- Opening Delimiter -

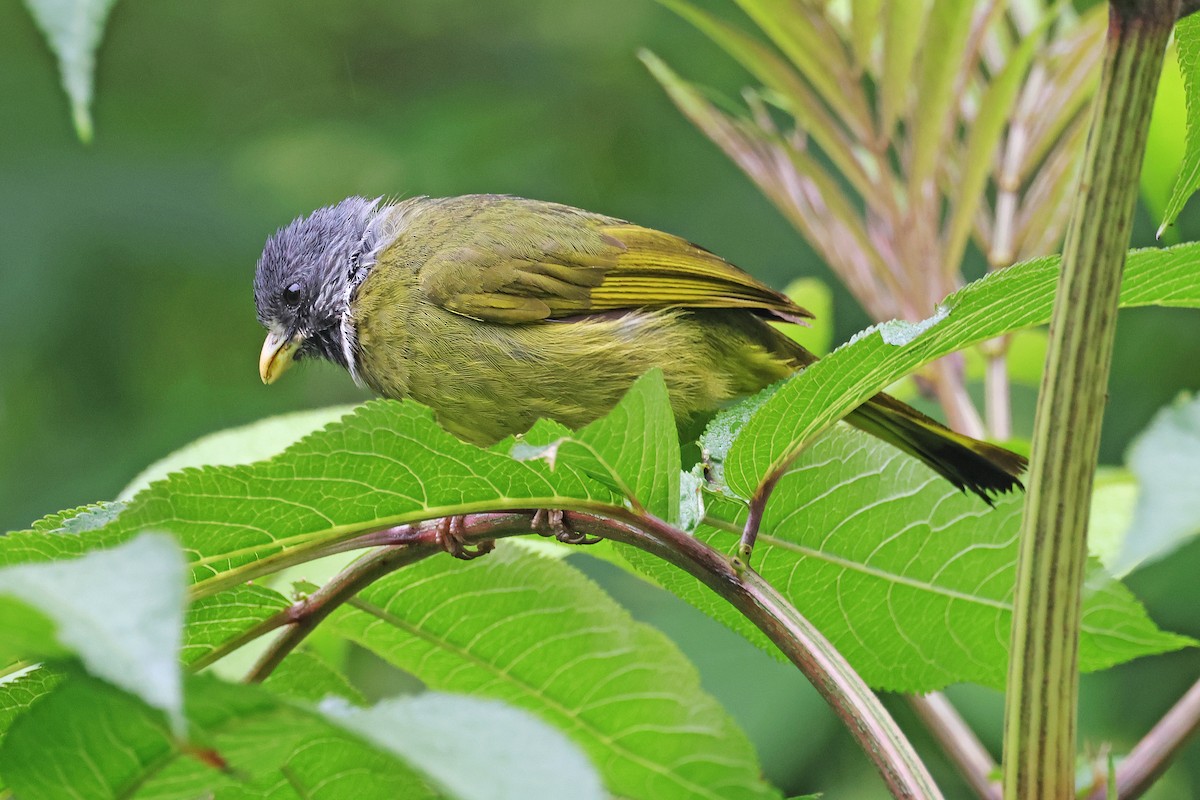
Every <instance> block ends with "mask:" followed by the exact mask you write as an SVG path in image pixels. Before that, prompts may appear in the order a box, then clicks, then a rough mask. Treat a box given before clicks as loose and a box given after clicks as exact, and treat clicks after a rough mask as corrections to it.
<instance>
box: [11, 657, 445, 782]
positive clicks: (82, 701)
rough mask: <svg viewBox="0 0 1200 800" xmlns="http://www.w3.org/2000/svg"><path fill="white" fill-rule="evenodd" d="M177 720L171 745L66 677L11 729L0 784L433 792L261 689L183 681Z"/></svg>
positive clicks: (89, 689)
mask: <svg viewBox="0 0 1200 800" xmlns="http://www.w3.org/2000/svg"><path fill="white" fill-rule="evenodd" d="M187 716H188V722H190V732H191V735H192V741H191V742H181V741H180V740H179V739H176V738H175V736H173V735H172V734H170V733H169V730H168V729H167V726H166V723H164V720H163V717H162V715H161V714H160V712H157V711H155V710H154V709H150V708H149V706H146V705H145V704H144V703H142V702H140V700H138V699H137V698H136V697H132V696H130V694H126V693H124V692H121V691H120V690H118V688H115V687H113V686H110V685H108V684H104V682H102V681H100V680H96V679H91V678H86V676H82V675H80V676H72V678H71V679H68V680H66V681H65V682H64V684H62V685H60V686H59V687H58V688H55V690H54V691H53V692H52V693H50V694H48V696H47V697H44V698H43V699H41V700H40V702H38V703H37V704H36V705H34V706H32V708H31V709H30V710H29V711H28V712H26V714H25V715H23V716H22V717H20V718H19V720H18V721H17V722H16V723H14V724H13V727H12V729H11V732H10V735H8V738H7V739H6V740H5V741H4V745H2V747H0V777H2V778H4V780H5V781H7V782H8V786H10V787H11V789H12V790H13V794H14V795H17V796H24V798H40V799H42V798H44V799H48V800H55V799H58V798H65V799H66V798H70V799H78V798H126V796H136V798H139V799H142V800H149V799H154V800H167V799H172V800H191V799H192V798H200V796H216V798H222V799H223V798H265V796H272V798H281V796H282V798H329V799H330V800H336V799H337V798H371V799H374V798H379V799H380V800H384V799H388V798H434V796H438V795H436V793H433V792H432V790H431V789H430V788H428V784H427V782H426V780H425V778H424V777H421V776H420V775H419V774H418V772H416V771H414V770H413V769H412V768H410V766H408V765H406V764H403V763H401V762H400V760H398V759H396V758H395V756H392V754H390V753H385V752H382V751H379V750H377V748H374V747H371V746H368V745H367V744H366V742H364V741H362V740H361V739H359V738H358V736H355V735H353V734H349V733H347V732H344V730H342V729H341V728H338V727H336V726H335V724H331V723H330V722H329V721H326V720H325V718H323V717H322V716H320V715H319V714H317V712H314V711H312V710H310V709H306V708H304V706H300V705H294V704H290V703H287V702H284V700H281V699H280V698H277V697H274V696H272V694H271V693H270V692H266V691H265V690H263V688H260V687H256V686H240V685H230V684H222V682H220V681H216V680H212V679H208V678H193V679H192V680H190V681H188V685H187ZM463 735H466V734H463Z"/></svg>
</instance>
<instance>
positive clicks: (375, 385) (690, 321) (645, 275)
mask: <svg viewBox="0 0 1200 800" xmlns="http://www.w3.org/2000/svg"><path fill="white" fill-rule="evenodd" d="M254 303H256V307H257V313H258V320H259V323H260V324H262V325H263V326H264V327H265V329H266V331H268V333H266V339H265V342H264V343H263V349H262V353H260V356H259V365H258V366H259V375H260V378H262V379H263V381H264V383H265V384H271V383H274V381H275V380H276V379H277V378H278V377H280V375H281V374H283V372H286V371H287V369H288V368H289V366H290V365H292V363H294V362H295V361H299V360H304V359H324V360H328V361H331V362H334V363H337V365H340V366H341V367H343V368H344V369H347V371H348V372H349V374H350V377H352V378H353V379H354V381H355V383H356V384H359V385H360V386H365V387H368V389H370V390H372V391H373V392H376V393H377V395H380V396H383V397H390V398H395V399H403V398H412V399H415V401H418V402H420V403H422V404H425V405H427V407H430V408H431V409H433V413H434V415H436V419H437V420H438V422H439V423H440V425H442V426H443V427H444V428H445V429H448V431H450V432H451V433H454V434H455V435H457V437H458V438H461V439H463V440H464V441H468V443H473V444H476V445H480V446H487V445H491V444H494V443H496V441H498V440H500V439H503V438H505V437H508V435H512V434H521V433H523V432H526V431H527V429H528V428H529V427H530V426H532V425H533V423H534V422H535V421H536V420H538V419H539V417H547V419H551V420H554V421H557V422H560V423H563V425H565V426H568V427H570V428H578V427H582V426H584V425H587V423H588V422H592V421H593V420H595V419H598V417H600V416H602V415H604V414H605V413H607V411H608V410H610V409H612V407H613V405H616V403H617V402H618V401H619V399H620V397H622V396H623V393H624V392H625V391H626V390H628V389H629V387H630V385H631V384H632V383H634V381H635V380H636V379H637V378H638V377H641V375H642V374H644V373H646V372H648V371H649V369H652V368H654V367H658V368H660V369H661V371H662V377H664V379H665V383H666V386H667V389H668V393H670V397H671V405H672V410H673V413H674V415H676V419H677V421H678V422H679V423H680V425H686V423H688V422H690V421H694V420H697V419H703V417H704V416H706V415H712V414H713V413H714V411H716V410H719V409H721V408H722V407H726V405H728V404H731V403H732V402H733V401H736V399H738V398H740V397H745V396H749V395H752V393H755V392H758V391H760V390H762V389H764V387H767V386H769V385H772V384H774V383H776V381H779V380H781V379H785V378H787V377H790V375H792V374H794V373H797V372H799V371H802V369H804V368H805V367H808V366H809V365H811V363H814V362H815V361H816V360H817V356H816V355H814V354H812V353H810V351H809V350H808V349H805V348H804V347H802V345H800V344H798V343H797V342H796V341H793V339H792V338H791V337H788V336H786V335H785V333H784V332H781V331H780V330H779V329H776V327H775V326H773V325H770V323H772V321H785V323H794V324H806V321H808V320H809V319H810V318H811V317H812V314H811V313H810V312H808V311H806V309H804V308H803V307H800V306H798V305H797V303H796V302H794V301H793V300H791V299H790V297H787V296H786V295H784V294H781V293H779V291H776V290H774V289H772V288H770V287H768V285H767V284H764V283H762V282H760V281H757V279H756V278H754V277H751V276H750V275H749V273H748V272H745V271H743V270H740V269H739V267H737V266H734V265H732V264H731V263H728V261H726V260H725V259H722V258H721V257H719V255H716V254H714V253H712V252H709V251H708V249H704V248H703V247H700V246H698V245H694V243H691V242H690V241H688V240H686V239H683V237H679V236H674V235H672V234H668V233H664V231H660V230H655V229H652V228H646V227H642V225H637V224H634V223H630V222H626V221H624V219H619V218H616V217H610V216H606V215H601V213H593V212H589V211H584V210H582V209H576V207H572V206H569V205H562V204H557V203H548V201H542V200H533V199H526V198H520V197H512V196H506V194H467V196H460V197H446V198H431V197H413V198H408V199H403V200H395V201H389V200H384V198H376V199H368V198H364V197H350V198H347V199H344V200H341V201H340V203H336V204H332V205H329V206H325V207H322V209H318V210H316V211H313V212H312V213H310V215H307V216H302V217H298V218H296V219H294V221H293V222H290V223H289V224H287V225H284V227H282V228H280V229H278V230H276V231H275V234H272V235H271V236H270V237H269V239H268V241H266V243H265V246H264V248H263V253H262V257H260V258H259V259H258V264H257V267H256V273H254ZM845 421H846V422H848V423H850V425H852V426H854V427H857V428H859V429H862V431H865V432H866V433H869V434H872V435H875V437H877V438H880V439H882V440H884V441H887V443H889V444H892V445H894V446H895V447H898V449H900V450H901V451H904V452H906V453H908V455H911V456H913V457H916V458H918V459H919V461H922V462H924V463H925V464H926V465H929V467H930V468H931V469H932V470H934V471H936V473H937V474H940V475H941V476H942V477H944V479H946V480H948V481H949V482H950V483H952V485H954V486H955V487H958V488H959V489H960V491H967V492H972V493H974V494H976V495H978V497H980V498H982V499H983V500H984V501H986V503H988V504H989V505H991V504H992V503H994V498H995V497H996V495H997V494H1000V493H1004V492H1009V491H1013V489H1018V488H1024V487H1021V482H1020V476H1021V474H1022V473H1024V471H1025V469H1026V459H1025V458H1024V457H1021V456H1019V455H1016V453H1014V452H1010V451H1008V450H1006V449H1003V447H1000V446H997V445H994V444H990V443H986V441H980V440H977V439H973V438H971V437H966V435H964V434H960V433H956V432H954V431H952V429H949V428H947V427H946V426H943V425H941V423H940V422H937V421H935V420H934V419H931V417H929V416H926V415H925V414H922V413H920V411H918V410H916V409H913V408H912V407H910V405H907V404H905V403H902V402H900V401H898V399H895V398H893V397H890V396H888V395H886V393H880V395H876V396H874V397H871V398H870V399H868V401H866V402H865V403H863V404H862V405H859V407H858V408H857V409H854V410H853V411H851V413H850V414H848V415H847V416H846V420H845Z"/></svg>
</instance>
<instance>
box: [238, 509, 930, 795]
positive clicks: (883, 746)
mask: <svg viewBox="0 0 1200 800" xmlns="http://www.w3.org/2000/svg"><path fill="white" fill-rule="evenodd" d="M533 515H534V512H533V511H528V512H526V511H521V512H508V513H476V515H468V516H466V517H463V524H462V534H463V540H464V543H466V545H474V543H479V542H481V541H486V540H492V539H503V537H506V536H516V535H527V534H529V533H530V524H532V519H533ZM564 521H565V522H566V523H568V524H569V525H570V527H571V529H574V530H576V531H578V533H581V534H586V535H592V536H601V537H604V539H610V540H613V541H619V542H624V543H626V545H630V546H632V547H637V548H638V549H642V551H646V552H648V553H650V554H653V555H658V557H659V558H661V559H664V560H665V561H667V563H670V564H672V565H674V566H677V567H679V569H682V570H684V571H685V572H688V573H689V575H691V576H694V577H696V578H698V579H700V581H701V582H702V583H703V584H704V585H707V587H708V588H710V589H712V590H713V591H715V593H716V594H718V595H720V596H721V597H724V599H725V600H726V601H727V602H730V603H731V604H732V606H733V607H734V608H737V609H738V610H739V612H740V613H742V614H743V615H744V616H745V618H746V619H749V620H750V621H751V622H754V625H755V626H757V627H758V630H761V631H762V632H763V633H766V634H767V636H768V637H769V638H770V640H772V642H774V643H775V645H776V646H779V649H780V650H781V651H782V652H784V654H785V655H786V656H787V657H788V660H791V661H792V663H794V664H796V666H797V667H799V669H800V672H803V673H804V675H805V676H806V678H808V679H809V680H810V681H811V682H812V685H814V686H815V687H816V688H817V691H818V692H821V694H822V696H823V697H824V698H826V700H827V702H828V703H829V705H830V706H832V708H833V709H834V711H835V712H836V714H838V716H839V717H841V720H842V721H844V722H845V724H846V727H847V728H848V729H850V732H851V734H852V735H853V736H854V739H856V740H858V742H859V745H860V746H862V747H863V750H864V751H865V752H866V754H868V757H869V758H870V759H871V760H872V763H874V764H875V766H876V769H878V771H880V774H881V775H882V776H883V780H884V782H886V783H887V786H888V788H889V790H890V792H892V795H893V796H895V798H912V799H920V800H926V799H928V800H940V799H941V796H942V795H941V793H940V792H938V789H937V786H936V784H935V783H934V781H932V778H931V777H930V775H929V772H928V770H926V769H925V765H924V764H923V763H922V760H920V758H919V757H918V756H917V753H916V751H914V750H913V748H912V745H911V744H910V742H908V740H907V739H906V738H905V735H904V733H902V732H901V730H900V728H899V727H898V726H896V723H895V721H894V720H893V718H892V716H890V715H889V714H888V712H887V710H886V709H884V708H883V705H882V704H881V703H880V699H878V698H877V697H876V696H875V693H874V692H872V691H871V690H870V688H869V687H868V686H866V685H865V684H864V682H863V681H862V679H860V678H859V676H858V673H856V672H854V670H853V668H852V667H851V666H850V664H848V663H847V662H846V660H845V658H844V657H842V656H841V654H840V652H838V650H836V649H835V648H834V646H833V645H832V644H830V643H829V642H828V639H826V638H824V637H823V636H822V634H821V632H820V631H817V630H816V628H815V627H814V626H812V625H811V624H810V622H809V621H808V620H806V619H805V618H804V616H803V615H802V614H800V613H799V612H798V610H796V608H793V607H792V606H791V603H790V602H788V601H787V600H786V599H785V597H784V596H782V595H780V594H779V593H778V591H776V590H775V589H774V588H773V587H770V584H768V583H767V582H766V581H763V579H762V577H761V576H758V575H757V573H756V572H754V571H752V570H749V569H739V570H736V569H734V566H733V565H732V564H731V563H730V560H728V559H727V558H726V557H725V555H724V554H721V553H719V552H718V551H715V549H713V548H712V547H709V546H708V545H706V543H704V542H701V541H700V540H697V539H695V537H692V536H689V535H688V534H685V533H684V531H682V530H679V529H677V528H673V527H671V525H668V524H666V523H664V522H661V521H659V519H656V518H654V517H649V516H641V515H634V513H631V512H626V513H625V515H624V516H623V518H614V517H606V516H600V515H594V513H581V512H565V515H564ZM438 530H439V521H426V522H422V523H419V524H413V525H400V527H397V528H390V529H386V530H382V531H377V533H373V534H367V535H365V536H362V537H360V539H358V540H355V541H359V542H361V543H364V546H382V547H379V549H377V551H374V552H372V553H370V554H367V555H365V557H364V558H361V559H359V560H358V561H355V563H354V564H352V565H349V566H348V567H347V569H346V570H343V571H342V572H341V573H340V575H338V576H336V577H335V578H334V579H332V581H330V582H329V583H328V584H325V585H324V587H323V588H322V589H319V590H318V591H316V593H313V594H312V595H310V596H308V597H306V599H305V600H302V601H300V602H298V603H296V604H294V606H292V607H290V608H288V609H286V610H284V612H281V618H282V621H278V622H277V624H276V625H275V626H276V627H280V626H284V625H286V630H284V631H283V632H282V633H281V634H280V637H278V638H276V640H275V642H272V643H271V645H270V648H269V649H268V651H266V652H265V654H264V655H263V656H262V658H260V660H259V662H258V663H257V664H256V666H254V668H253V669H252V670H251V673H250V674H248V675H247V678H246V680H248V681H259V680H263V679H265V678H266V676H268V675H270V673H271V672H272V670H274V669H275V668H276V667H277V666H278V664H280V662H281V661H282V660H283V658H284V657H286V656H287V655H288V654H289V652H292V650H294V649H295V646H296V645H298V644H300V642H302V640H304V638H305V637H306V636H307V634H308V633H310V632H312V630H313V628H314V627H316V626H317V625H318V624H319V622H320V621H322V620H324V619H325V618H326V616H328V615H329V614H330V613H332V610H334V609H336V608H337V607H338V606H341V604H342V603H344V602H347V601H348V600H350V599H352V597H353V596H354V595H355V594H358V593H359V591H361V590H362V589H364V588H365V587H367V585H368V584H371V583H372V582H374V581H378V579H379V578H382V577H383V576H385V575H388V573H389V572H392V571H395V570H397V569H400V567H402V566H404V565H407V564H412V563H414V561H416V560H419V559H422V558H426V557H428V555H433V554H436V553H438V552H440V549H442V546H440V542H439V539H438Z"/></svg>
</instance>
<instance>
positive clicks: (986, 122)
mask: <svg viewBox="0 0 1200 800" xmlns="http://www.w3.org/2000/svg"><path fill="white" fill-rule="evenodd" d="M1051 22H1054V16H1051V14H1049V13H1048V14H1045V17H1044V18H1043V20H1042V23H1040V24H1039V25H1038V26H1037V28H1036V29H1034V30H1033V31H1031V32H1030V35H1028V36H1026V37H1025V40H1024V41H1022V42H1021V44H1020V47H1018V48H1016V49H1015V50H1013V53H1010V54H1009V56H1008V60H1007V61H1006V62H1004V67H1003V68H1002V70H1001V71H1000V73H998V74H996V76H994V77H992V79H991V80H990V82H988V88H986V89H985V90H984V92H983V97H982V98H980V100H979V113H978V114H977V115H976V119H974V122H973V124H972V125H971V131H970V133H968V134H967V144H966V156H965V160H964V163H962V169H961V173H960V174H959V175H958V178H956V180H955V182H954V192H953V198H954V200H953V203H952V209H953V212H952V215H950V221H949V225H948V227H947V231H946V247H944V249H943V253H944V254H943V258H944V259H946V265H944V266H946V269H947V270H953V271H954V272H958V271H959V269H960V264H961V261H962V255H964V253H965V252H966V247H967V240H968V239H970V236H971V230H972V228H973V225H974V217H976V212H977V211H978V210H979V206H980V204H982V203H983V199H984V192H985V191H986V188H988V175H989V174H990V173H991V170H992V166H994V164H995V162H996V158H997V150H998V146H1000V142H1001V136H1002V134H1003V132H1004V128H1006V126H1007V125H1008V121H1009V119H1012V113H1013V108H1014V106H1015V103H1016V95H1018V92H1019V91H1020V90H1021V86H1022V85H1024V84H1025V76H1026V74H1027V73H1028V71H1030V64H1031V62H1032V61H1033V56H1034V55H1036V54H1037V53H1038V49H1039V47H1040V44H1042V41H1043V35H1044V34H1045V30H1046V28H1049V25H1050V23H1051Z"/></svg>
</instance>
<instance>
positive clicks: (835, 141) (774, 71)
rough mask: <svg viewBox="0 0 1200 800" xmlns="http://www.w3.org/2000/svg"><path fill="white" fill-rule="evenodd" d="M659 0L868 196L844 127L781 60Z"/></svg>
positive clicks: (704, 17) (858, 189) (699, 14)
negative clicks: (777, 97) (761, 91)
mask: <svg viewBox="0 0 1200 800" xmlns="http://www.w3.org/2000/svg"><path fill="white" fill-rule="evenodd" d="M659 1H660V2H661V4H662V5H665V6H667V7H668V8H671V10H672V11H674V12H676V13H678V14H679V16H680V17H683V18H684V19H686V20H688V22H690V23H691V24H694V25H695V26H696V28H697V29H700V30H701V31H702V32H703V34H704V35H706V36H708V37H709V38H712V40H713V42H714V43H716V44H718V46H719V47H720V48H721V49H724V50H725V52H726V53H728V54H730V56H731V58H733V59H734V60H736V61H738V64H740V65H742V66H743V67H745V70H746V71H748V72H750V74H752V76H754V77H755V78H757V79H758V80H761V82H762V83H763V85H764V86H767V88H768V89H770V90H772V91H773V92H774V94H775V95H776V96H778V97H779V98H780V101H781V102H782V103H784V104H785V110H787V112H788V113H790V114H792V115H794V116H796V120H797V127H799V128H800V130H803V131H805V132H806V133H808V134H809V136H811V137H812V140H814V142H816V144H817V145H818V146H820V148H821V150H822V151H823V152H824V154H826V156H828V157H829V160H830V161H832V162H833V163H834V164H835V166H836V167H838V170H839V172H840V173H841V174H842V175H844V176H845V178H846V180H847V181H850V184H851V186H853V187H854V188H856V190H857V191H858V192H859V193H860V194H864V196H870V194H871V187H872V181H871V179H870V176H869V175H868V172H866V169H864V167H863V164H862V162H860V161H859V158H858V155H857V152H856V150H854V149H853V146H852V145H851V143H850V140H848V139H847V137H846V133H845V130H844V128H842V126H841V125H840V122H838V120H835V119H834V118H833V116H832V115H830V113H829V110H828V108H826V106H824V104H823V103H822V102H821V98H820V97H817V96H816V94H815V92H814V91H812V90H811V89H809V86H808V85H806V84H805V83H804V82H803V80H802V79H800V78H799V76H797V74H796V72H794V71H793V70H792V67H791V66H790V65H788V64H787V62H786V61H784V60H782V59H781V58H779V56H778V55H775V53H774V52H772V49H770V48H769V47H767V46H764V44H763V43H762V42H760V41H757V40H756V38H754V37H751V36H748V35H746V34H744V32H742V31H739V30H737V29H736V28H733V26H732V25H728V24H726V23H725V22H722V20H720V19H718V18H716V17H714V16H712V14H709V13H706V12H703V11H701V10H698V8H696V7H695V6H692V5H691V4H689V2H685V1H684V0H659Z"/></svg>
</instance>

- Closing Delimiter -

◆ **What to produce**
Swap "box" for "rectangle" in the lines from the start through the line containing "positive clicks: (82, 701)", leaving every other word as it stands. Give only those lines, without the picture.

◆ **Answer for the task**
Every <instance> block ends with "mask:" followed by the exact mask you write as an SVG path in image pixels. Before that, prompts may appear in the order a rectangle, then clicks, then a rough mask. Treat a rectangle given before clicks as loose and a rectangle given after clicks as exact, and treat clicks after a rough mask as corrections to it.
<instance>
rectangle: [11, 657, 445, 782]
positive clicks: (82, 701)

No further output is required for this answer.